- WHAT YOU NEED TO DO:
1. Reproduce verbatim the portion of the passage on Amado's Os Subterrâneos that runs from "The Communist Party is infiltrated" up to and including "hearts and minds.".
2. List every line of the records that contains the word "wing".

begin PROVIDED PASSAGE

Other dates and posterior facts will powerfully determine the construction
of characters.
In
1935, there is the Communist Intentona in Brazil. In 1936, Prestes
is arrested and his wife, Olga Benário, a German Jew, who was
an official of the Red Army is deported to Hitler's Germany. Getúlio
Vargas manages to persuade Congress to create a National Security
Tribunal to punish the insurgents. Still in the same year, the Civil
War erupts in Spain. That confrontation involved all the European
nations and constituted a sort of general rehearsal for the Second
World War, detonated in 1939, a circumstance extensively exploited
by Amado.
In
1937, the "integralistas" (Brazilian-style fascists) launched
Plínio Salgado as a candidate to the presidential elections
of January of the coming year, but they were aborted in November 10
by the coup that consolidated the Estado Novo (New State) of Getúlio
Vargas in Brazil. To develop his history, Amado will concentrate in
one of the most turbulent periods of this century that up to this
day continues to generate extensive bibliographies. The action of
Os Subterrâneos is situated precisely between October
of 1937 (right before the Estado Novo and during the Spanish Civil
War) and it finishes November 7 of 1939, on the 23rd anniversary of
the proclamation of the Soviet regime in Russia.
Amado,
writer and militant, was responsible for various missions. The first
consisted of defending the ideals of 1917, incarnated in the figures
of Lenin and Stalin, powers invoked many times in the course of the
three volumes. Secondly, defending the Messiah that would save Brazil,
Luís Carlos Prestes. Not by chance, the trilogy ended with
his trial. They were secondary missions, but not less vital: denouncing
the Yankee imperialism, condemning the Trotskyist dissidence and portraying
Franco as a demon, and fustigating Vargas for having crushed the communist
activity since 1935.
His
characters are implausible puppets who lack self will, soaked in alcohol
if they are bourgeois or filled with absolute truth and mineral water
if they are workers or militants, always obedient to the orders emitted
from the banks of the Volga river.
The
book, composed of three volumes—Os Ásperos Tempos
(The Rough Times), Agonia da Noite (Night Agony) and
A Luz no Túnel (The Tunnel Light)—constituted
only the first part of a more vast trilogy with pretensions of being
the Brazilian War and Peace. They were published in May of 1954, a
year after Stalin's death and two years before the 20th Congress of
the Soviet Communist Party, which forced the author to interrupt his
work. For the second time, in Amado's literary journey his fiction
will be determined not by an analysis of the Brazilian reality but
by decisions taken in Moscow.
Omnipresence
of the New God
The
quintessential character of the novel is the Communist Party, ubiquitous
as the old Christian God and incarnated in the figure of Stalin. The
struggle of the Communist Party is the struggle—in the author's
view—of the Brazilian people against the tyranny of Vargas.
The external enemies are the United States, Germany, Franco and Salazar.
Without mentioning, of course, the IV International and the Trotskyists.
The Communist Party is infiltrated in the dominant class, dispersed
in the middle class, and massively present among the workers. It invades
the cities and the backcountry, the pampas and the forest, the bourgeois
parties, the factories and ports, hearts and minds.

end PROVIDED PASSAGE
begin RECORDS FOR THE EXERCISE

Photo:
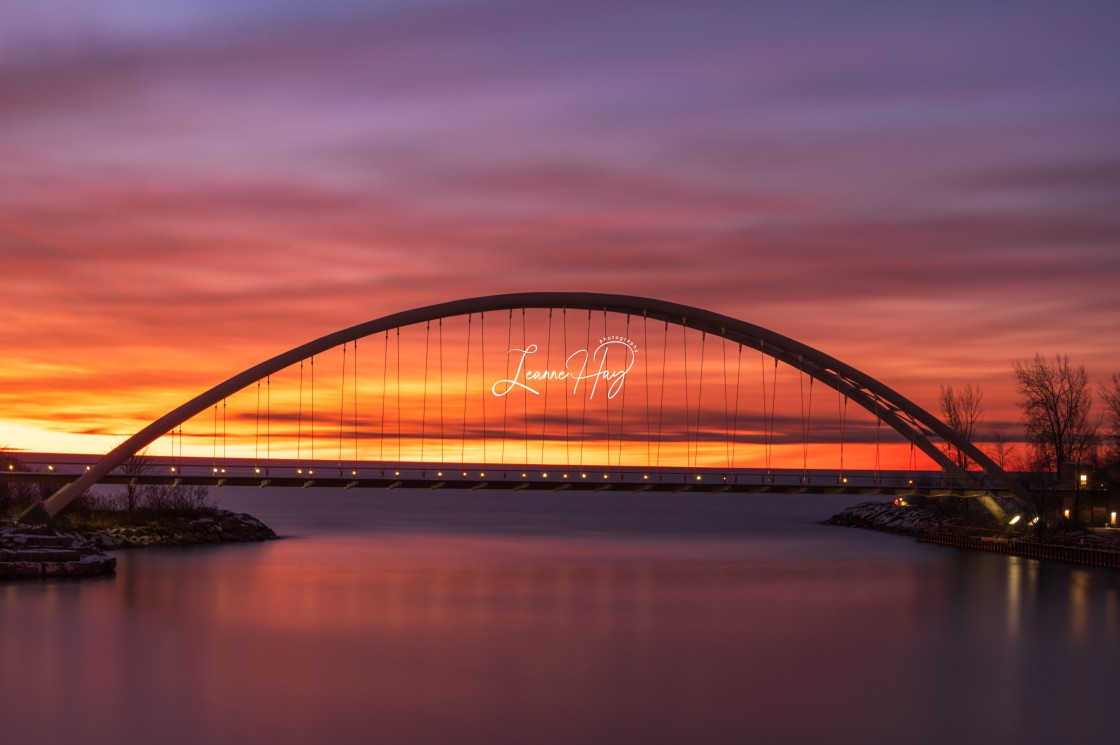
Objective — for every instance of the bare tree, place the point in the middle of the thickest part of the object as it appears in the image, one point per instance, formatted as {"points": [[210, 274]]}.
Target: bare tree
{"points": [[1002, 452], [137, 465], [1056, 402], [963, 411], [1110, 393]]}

end RECORDS FOR THE EXERCISE
begin RECORDS FOR THE EXERCISE

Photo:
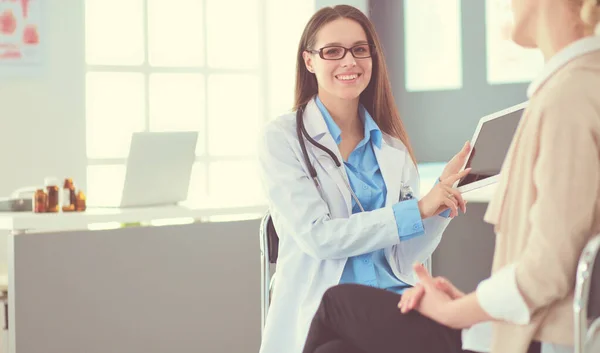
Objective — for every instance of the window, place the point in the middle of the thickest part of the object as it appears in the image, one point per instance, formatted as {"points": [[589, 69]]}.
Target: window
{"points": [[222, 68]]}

end RECORDS FOR THE EXERCISE
begin RECORDS FOR THE EXERCISE

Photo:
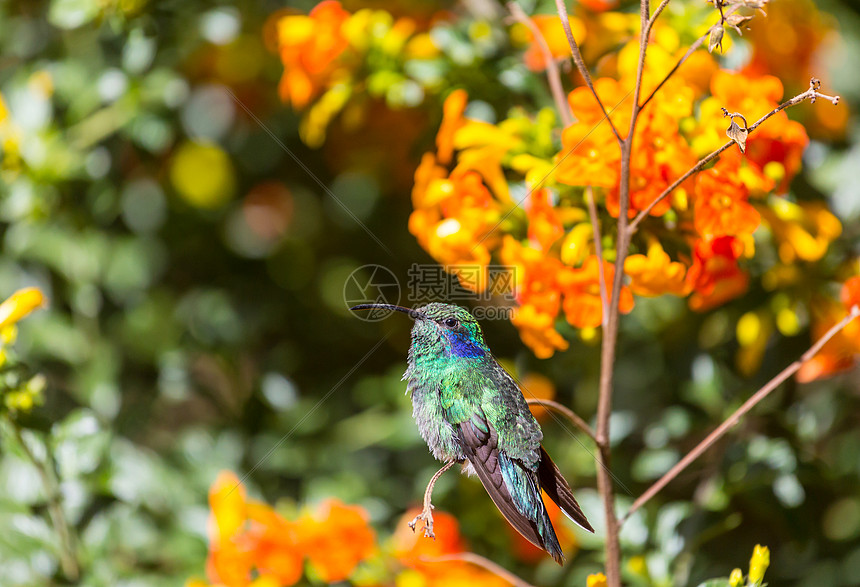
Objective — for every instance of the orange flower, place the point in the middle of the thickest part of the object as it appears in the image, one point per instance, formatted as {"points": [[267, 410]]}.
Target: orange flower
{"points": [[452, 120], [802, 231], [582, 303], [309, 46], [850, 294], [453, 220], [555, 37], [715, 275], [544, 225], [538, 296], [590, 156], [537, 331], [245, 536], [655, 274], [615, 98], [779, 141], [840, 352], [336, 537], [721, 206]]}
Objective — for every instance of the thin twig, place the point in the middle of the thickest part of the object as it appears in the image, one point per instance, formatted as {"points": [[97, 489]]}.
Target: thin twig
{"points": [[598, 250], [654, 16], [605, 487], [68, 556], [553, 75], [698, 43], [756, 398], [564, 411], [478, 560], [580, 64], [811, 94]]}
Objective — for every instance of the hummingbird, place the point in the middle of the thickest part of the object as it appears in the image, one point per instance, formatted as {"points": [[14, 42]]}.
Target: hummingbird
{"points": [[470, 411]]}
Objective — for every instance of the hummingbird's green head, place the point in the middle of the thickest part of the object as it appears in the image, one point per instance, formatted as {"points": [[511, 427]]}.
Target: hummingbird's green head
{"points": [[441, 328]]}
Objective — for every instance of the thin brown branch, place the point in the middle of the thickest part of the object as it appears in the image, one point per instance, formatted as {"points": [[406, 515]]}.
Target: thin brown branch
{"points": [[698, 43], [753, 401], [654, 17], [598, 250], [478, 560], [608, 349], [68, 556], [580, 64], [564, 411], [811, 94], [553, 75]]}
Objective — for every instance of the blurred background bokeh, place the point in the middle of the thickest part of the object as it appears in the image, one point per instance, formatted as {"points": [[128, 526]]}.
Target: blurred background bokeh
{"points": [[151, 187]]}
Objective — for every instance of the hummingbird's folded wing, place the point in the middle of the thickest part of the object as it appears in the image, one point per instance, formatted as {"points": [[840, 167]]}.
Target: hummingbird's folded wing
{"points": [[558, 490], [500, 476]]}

end RECORDS FOR THE EXERCISE

- RESULTS BY TASK:
1.
The Communist Party is infiltrated in the dominant class, dispersed
in the middle class, and massively present among the workers. It invades
the cities and the backcountry, the pampas and the forest, the bourgeois
parties, the factories and ports, hearts and minds.

2.
Objective — for every instance of the hummingbird's folded wing, place the point in the middle of the thickest part of the object as it appears in the image, one point per instance, formatted as {"points": [[840, 167]]}.
Target: hummingbird's folded wing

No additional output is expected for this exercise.